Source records
--------------------------------------------------

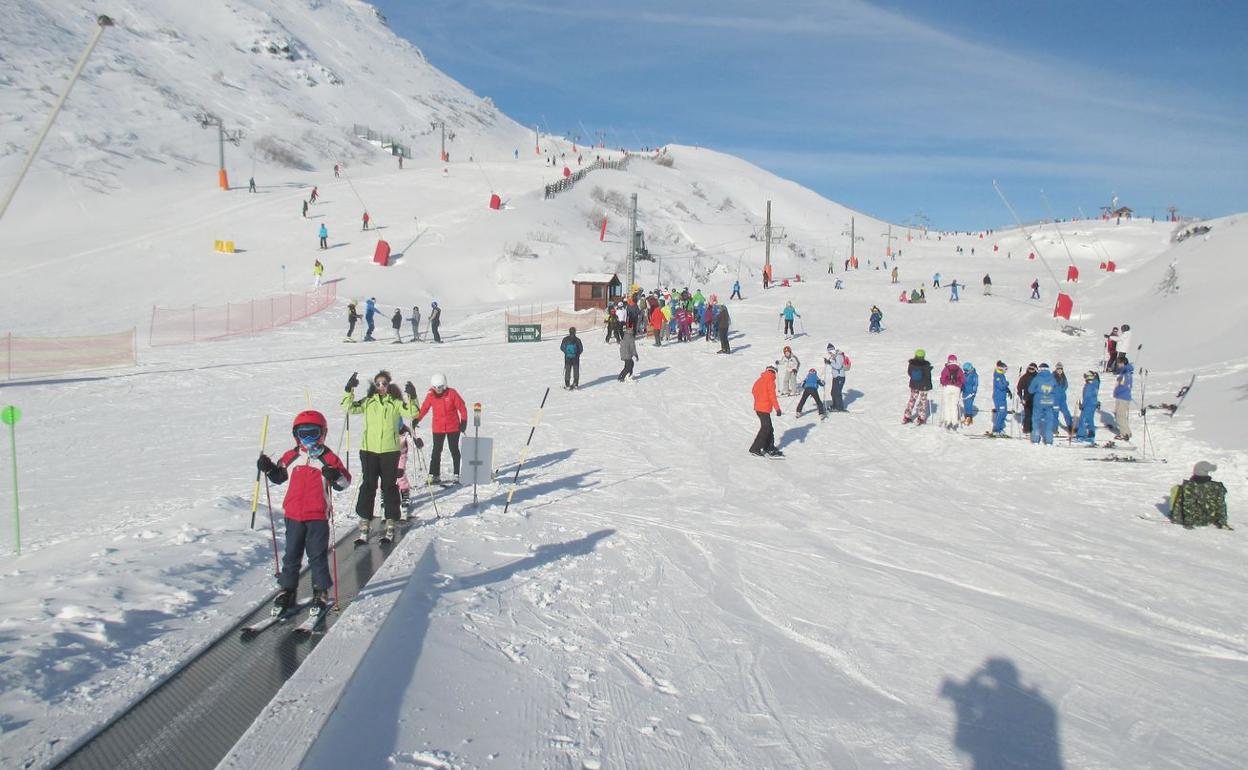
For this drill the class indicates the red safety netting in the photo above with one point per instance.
(43, 356)
(201, 322)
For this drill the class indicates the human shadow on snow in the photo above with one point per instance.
(1002, 723)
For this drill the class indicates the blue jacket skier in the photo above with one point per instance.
(970, 388)
(1000, 396)
(1043, 416)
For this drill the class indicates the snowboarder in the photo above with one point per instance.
(313, 471)
(919, 372)
(1026, 397)
(1090, 403)
(1043, 391)
(628, 353)
(838, 365)
(765, 402)
(951, 381)
(789, 365)
(1199, 501)
(370, 311)
(970, 388)
(572, 348)
(434, 321)
(1000, 396)
(789, 313)
(810, 389)
(382, 407)
(1122, 397)
(449, 419)
(875, 318)
(397, 325)
(352, 317)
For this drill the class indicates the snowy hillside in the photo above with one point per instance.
(885, 595)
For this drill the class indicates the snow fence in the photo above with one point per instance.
(201, 322)
(21, 357)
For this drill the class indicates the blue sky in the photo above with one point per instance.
(890, 106)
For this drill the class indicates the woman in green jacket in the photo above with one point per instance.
(383, 409)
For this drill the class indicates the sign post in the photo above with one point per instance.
(10, 416)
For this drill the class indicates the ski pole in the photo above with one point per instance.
(255, 492)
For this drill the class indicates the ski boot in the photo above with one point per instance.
(283, 602)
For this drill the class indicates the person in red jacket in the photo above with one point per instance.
(312, 471)
(764, 403)
(449, 419)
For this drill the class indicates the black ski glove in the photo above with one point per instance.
(265, 464)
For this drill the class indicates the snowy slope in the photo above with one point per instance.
(657, 597)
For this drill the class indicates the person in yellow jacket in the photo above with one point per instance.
(383, 409)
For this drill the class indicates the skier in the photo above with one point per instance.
(789, 365)
(970, 388)
(1026, 397)
(572, 348)
(919, 372)
(810, 389)
(1199, 501)
(876, 317)
(1000, 396)
(1090, 403)
(721, 322)
(951, 381)
(789, 313)
(1061, 401)
(434, 321)
(370, 311)
(1043, 391)
(765, 402)
(313, 471)
(352, 317)
(838, 365)
(449, 419)
(382, 407)
(628, 355)
(397, 323)
(1122, 397)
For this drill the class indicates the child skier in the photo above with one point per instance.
(313, 471)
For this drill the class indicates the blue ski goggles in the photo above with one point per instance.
(307, 434)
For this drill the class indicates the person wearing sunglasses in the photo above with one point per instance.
(383, 408)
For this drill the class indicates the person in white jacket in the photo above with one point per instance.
(789, 365)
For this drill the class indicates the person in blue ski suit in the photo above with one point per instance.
(370, 311)
(1043, 417)
(970, 388)
(1090, 403)
(1000, 396)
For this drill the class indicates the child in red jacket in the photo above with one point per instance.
(312, 471)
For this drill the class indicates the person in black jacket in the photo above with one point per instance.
(920, 377)
(572, 351)
(1026, 397)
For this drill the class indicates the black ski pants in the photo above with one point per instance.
(765, 439)
(313, 539)
(378, 467)
(436, 456)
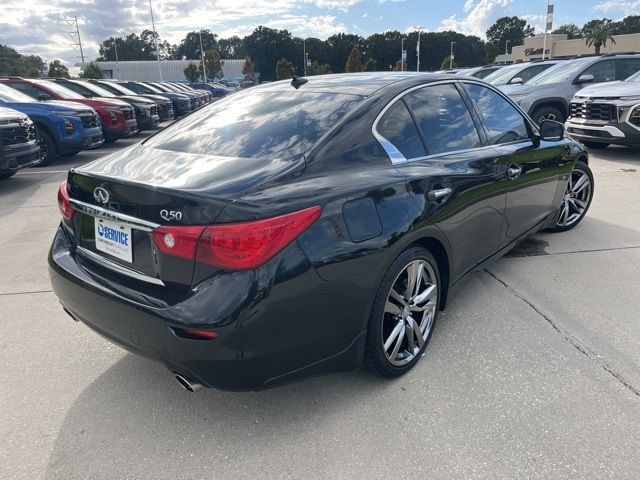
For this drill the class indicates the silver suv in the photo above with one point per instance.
(608, 113)
(547, 95)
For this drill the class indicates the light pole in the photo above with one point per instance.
(155, 40)
(451, 56)
(204, 67)
(418, 49)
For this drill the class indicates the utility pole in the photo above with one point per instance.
(75, 34)
(418, 49)
(451, 56)
(155, 40)
(204, 68)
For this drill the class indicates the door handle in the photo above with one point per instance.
(439, 195)
(513, 171)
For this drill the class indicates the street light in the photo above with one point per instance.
(418, 49)
(451, 56)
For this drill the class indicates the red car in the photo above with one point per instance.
(118, 117)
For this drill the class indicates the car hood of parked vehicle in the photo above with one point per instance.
(611, 90)
(222, 177)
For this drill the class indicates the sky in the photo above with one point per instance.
(38, 26)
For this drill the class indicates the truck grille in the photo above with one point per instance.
(593, 111)
(24, 133)
(90, 121)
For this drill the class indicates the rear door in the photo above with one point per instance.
(453, 173)
(532, 173)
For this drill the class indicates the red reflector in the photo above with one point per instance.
(63, 202)
(246, 245)
(201, 334)
(178, 241)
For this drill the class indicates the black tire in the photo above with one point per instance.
(595, 145)
(70, 154)
(48, 150)
(579, 169)
(381, 322)
(547, 113)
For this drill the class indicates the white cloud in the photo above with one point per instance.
(627, 8)
(480, 16)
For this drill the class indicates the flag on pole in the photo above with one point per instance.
(549, 17)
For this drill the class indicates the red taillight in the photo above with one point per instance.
(63, 202)
(246, 245)
(178, 241)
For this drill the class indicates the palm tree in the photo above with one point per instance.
(598, 34)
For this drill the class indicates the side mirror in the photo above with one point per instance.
(585, 79)
(551, 131)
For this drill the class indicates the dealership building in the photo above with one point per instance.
(172, 70)
(558, 46)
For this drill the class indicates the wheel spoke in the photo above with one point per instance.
(416, 331)
(392, 308)
(394, 335)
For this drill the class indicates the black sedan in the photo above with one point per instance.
(309, 226)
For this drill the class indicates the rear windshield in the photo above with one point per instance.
(270, 124)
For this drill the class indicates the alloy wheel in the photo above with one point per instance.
(409, 312)
(576, 198)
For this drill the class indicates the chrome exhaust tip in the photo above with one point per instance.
(188, 384)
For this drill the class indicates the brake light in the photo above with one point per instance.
(247, 245)
(63, 202)
(178, 241)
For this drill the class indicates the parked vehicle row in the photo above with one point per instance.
(70, 115)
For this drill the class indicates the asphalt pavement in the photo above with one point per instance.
(533, 372)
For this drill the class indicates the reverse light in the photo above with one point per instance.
(247, 245)
(64, 203)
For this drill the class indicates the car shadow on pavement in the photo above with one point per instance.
(137, 406)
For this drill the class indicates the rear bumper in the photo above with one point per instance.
(616, 133)
(270, 330)
(19, 156)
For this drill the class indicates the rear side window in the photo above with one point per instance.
(627, 67)
(397, 126)
(528, 73)
(503, 122)
(443, 116)
(602, 71)
(266, 123)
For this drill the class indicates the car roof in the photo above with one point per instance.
(365, 83)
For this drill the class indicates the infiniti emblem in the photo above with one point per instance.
(101, 195)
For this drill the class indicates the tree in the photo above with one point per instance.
(570, 29)
(213, 64)
(266, 46)
(192, 73)
(284, 69)
(247, 70)
(445, 65)
(232, 47)
(354, 62)
(597, 33)
(189, 47)
(92, 70)
(629, 24)
(318, 69)
(57, 69)
(513, 29)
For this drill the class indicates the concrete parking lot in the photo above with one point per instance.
(533, 372)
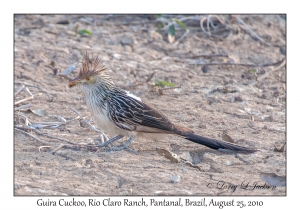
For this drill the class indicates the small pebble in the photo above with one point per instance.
(175, 178)
(205, 69)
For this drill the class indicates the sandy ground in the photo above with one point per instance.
(132, 49)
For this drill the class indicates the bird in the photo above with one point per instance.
(118, 111)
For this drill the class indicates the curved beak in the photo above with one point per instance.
(73, 82)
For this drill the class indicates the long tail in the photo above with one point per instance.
(217, 144)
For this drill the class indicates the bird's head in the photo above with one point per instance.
(91, 74)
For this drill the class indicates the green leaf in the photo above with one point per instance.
(171, 30)
(84, 31)
(162, 83)
(181, 24)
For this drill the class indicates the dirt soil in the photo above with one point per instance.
(208, 100)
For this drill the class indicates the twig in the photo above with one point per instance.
(210, 55)
(181, 38)
(21, 88)
(34, 137)
(25, 99)
(23, 107)
(247, 29)
(91, 127)
(240, 64)
(56, 149)
(160, 90)
(43, 147)
(282, 63)
(53, 137)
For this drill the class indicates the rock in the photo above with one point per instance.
(175, 178)
(205, 69)
(126, 41)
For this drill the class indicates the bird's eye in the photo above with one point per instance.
(88, 79)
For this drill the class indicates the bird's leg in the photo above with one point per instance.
(105, 144)
(125, 146)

--------------------------------------------------

#### Brief
Transcribe exactly, and only, the lines from the one bearing "For this drill the class indicates the bird's head" through the last line of the entries, counting both.

#### Solution to this task
For this drill the class indicates the bird's head in the photo above with one point per instance.
(91, 74)
For this drill the class indicates the green leaf in the photo above with one point per instance.
(171, 30)
(84, 31)
(162, 83)
(181, 24)
For this drill the class indicates the dirt soil in the photo above with one point per instance.
(208, 100)
For this drill the class indicates the twig in the photo above with one point per instance.
(210, 55)
(181, 38)
(21, 88)
(34, 137)
(25, 99)
(23, 107)
(247, 29)
(91, 127)
(240, 64)
(56, 149)
(160, 90)
(43, 147)
(282, 63)
(53, 137)
For this drill the class indicates the rock in the photo above with one point per instance.
(175, 178)
(205, 69)
(126, 41)
For this drill the class indicates the bird's eye in the photo above with one point per instance.
(88, 79)
For this drill the class indicates the bird's leg in the photo above with one point per instance.
(105, 144)
(125, 146)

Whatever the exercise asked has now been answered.